# Material for this exercise start

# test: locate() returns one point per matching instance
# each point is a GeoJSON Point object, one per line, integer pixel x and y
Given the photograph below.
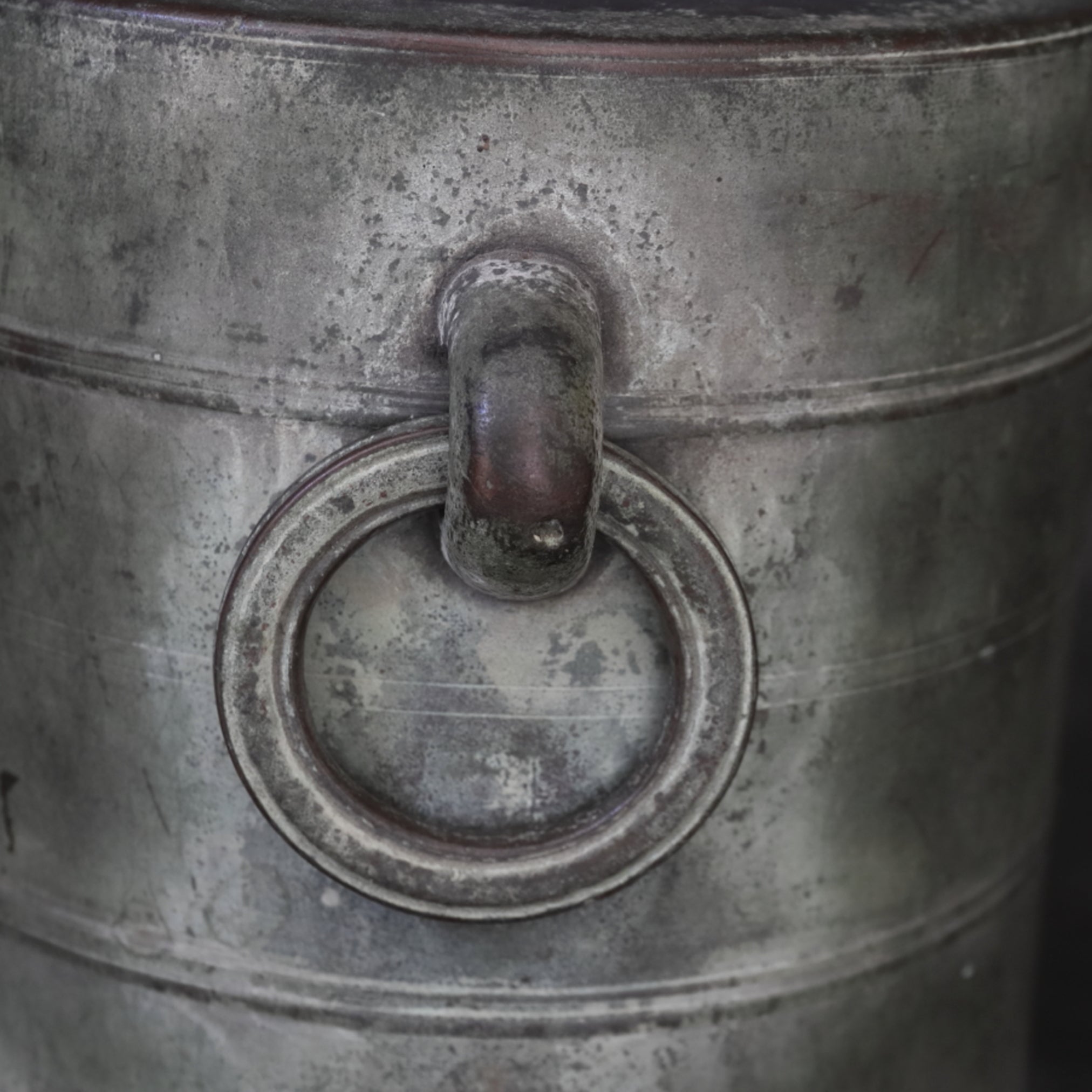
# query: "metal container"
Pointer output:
{"type": "Point", "coordinates": [756, 801]}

# Material for this exercise end

> **Problem to work on**:
Reproduce the data above verbatim, line for line, leaving out the image.

> **Complete response**:
# test: locate() returns one point per matching instance
# each point is a GeoJSON Point object, one per line, integer pixel x and y
Given the photograph below.
# query: "metal container"
Pointer output:
{"type": "Point", "coordinates": [756, 801]}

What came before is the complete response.